Passage —
--------------------------------

Anyways, I wandered around eating for a while and exploring Tek Junction, the nearby market. It's very different walking around by yourself. I think I like it a little bit more. There's a sense of vulnerability, kinda. You're floating around, visually identifiable as an outsider, and you don't speak the language. But you always have to put yourself out there a little bit to experience anything exciting. And people stare at you less when it's just you, which makes me feel like I belong a little bit more.
On the way back I bumped into Amy and the gang, who were going back to the Stone Foundry in Suame Magazine. I'd been to the foundry before, for our Build-Its (the technology-based design workshops we had in the first week), but the Zambian contingent didn't make it in time. They were doing lost-styrofoam casting, which is kind of like lost-wax casting. In fact, it's only different from lost-wax casting in one aspect. We got a little lost on the way there, but Stone rolled up on his motorcycle to lead the way. (His name is probably not actually Stone.) He let me ride on the back, which I was unabashedly excited about. Also, his spedometer was doing that thing where it just whips around clockwise and makes you feel like you're in a cartoon police chase.
Casting was pretty cool, as usual. I enjoy the sand method for a couple of reasons: the meticulous aspect of the pounding (to compress the sand), the kind of fabrication considerations that remind me of the gigantic CNC machine I worked with last summer, and maybe just the amazement at how low-tech the foundry is. The electricity wasn't going too well, though, which prevented us from using the fan for the furnace, so we left the molds in Stone's able hands and went back to the hostel, just in time to be way too early for the tailor that someone wise organized to come around and take measurements and make some sweet threads for people.
The rest of the day for me was spent mostly lounging, with a brief meta-break to play some cricket. I still don't know the rules, but Sumit gave me a high-five, so I think I'm probably awesome.
Tuesday, July 21, 2009
Zzz.
Hey all.
I've been feeling a little sick for a while, which is no fun. A nasty cold is making its way through IDDS. At least it's not malaria, probably. I thought I'd capitalize on my insomnia by talking about the team's latest village visit and our current plans.
Over the weekend the rice de-stoning team and Sule, one of the organizers, headed up north to check out the rice production up there. Our previous visits to Adumkrom, Kyekyewere and Mangwasi were helpful for getting a feel for local manufacturing capabilities and economics, but not too many people were actually farming or eating rice. Sule, however, comes from the Northern Region, and knew about some of the rice production or processing that goes on up there, so for us the choice of where to go for our second village visit was a no-brainer. We piled into the van for a ten-hour drive.

--------------------------------

Dataset content —
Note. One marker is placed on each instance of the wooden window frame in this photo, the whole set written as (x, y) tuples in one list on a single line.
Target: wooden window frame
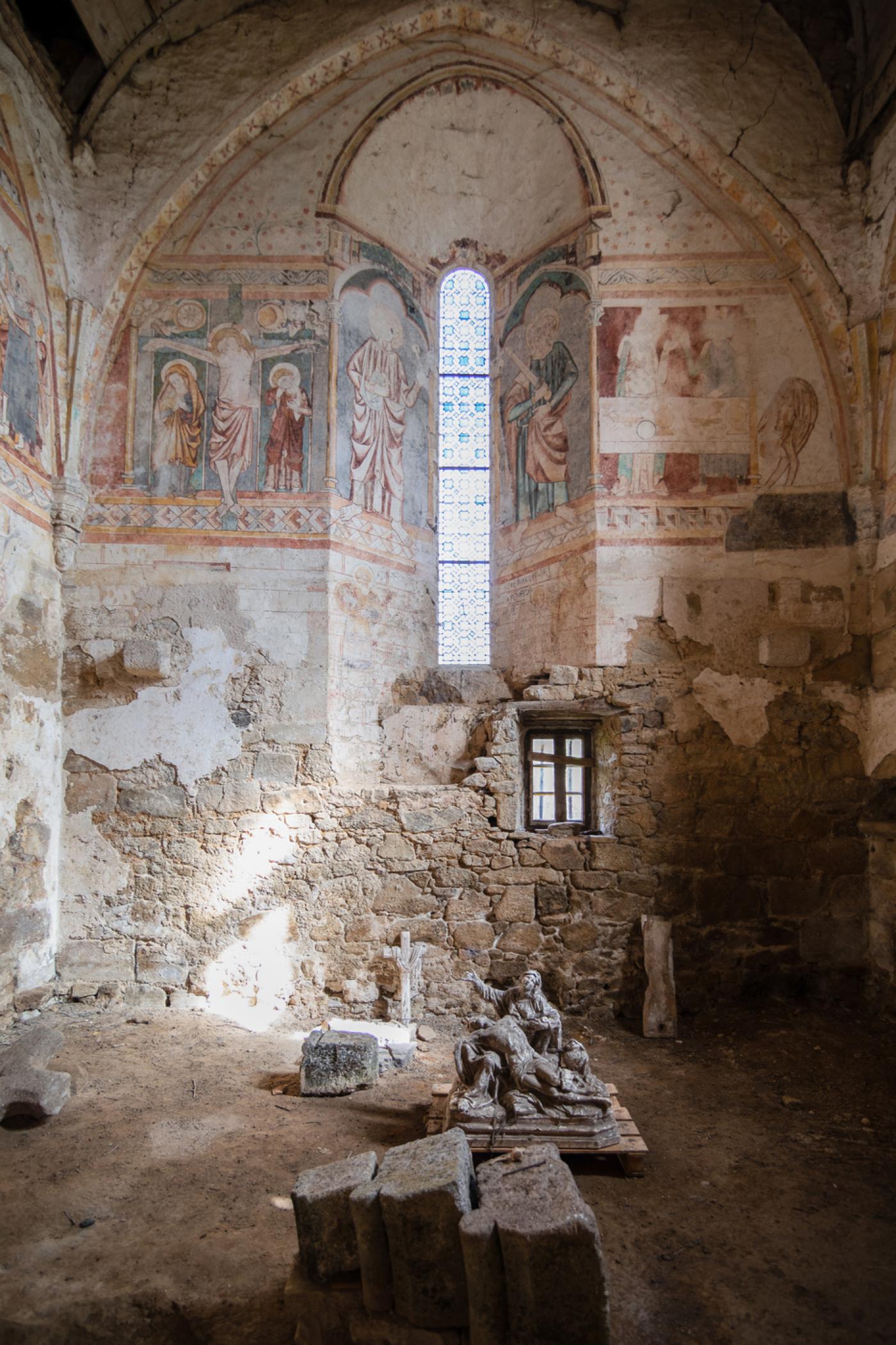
[(588, 762)]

--------------------------------

Problem details — Quote the travel journal above word for word, starting at "Tuesday, July 21, 2009" and ending at "our current plans.".

Task output —
Tuesday, July 21, 2009
Zzz.
Hey all.
I've been feeling a little sick for a while, which is no fun. A nasty cold is making its way through IDDS. At least it's not malaria, probably. I thought I'd capitalize on my insomnia by talking about the team's latest village visit and our current plans.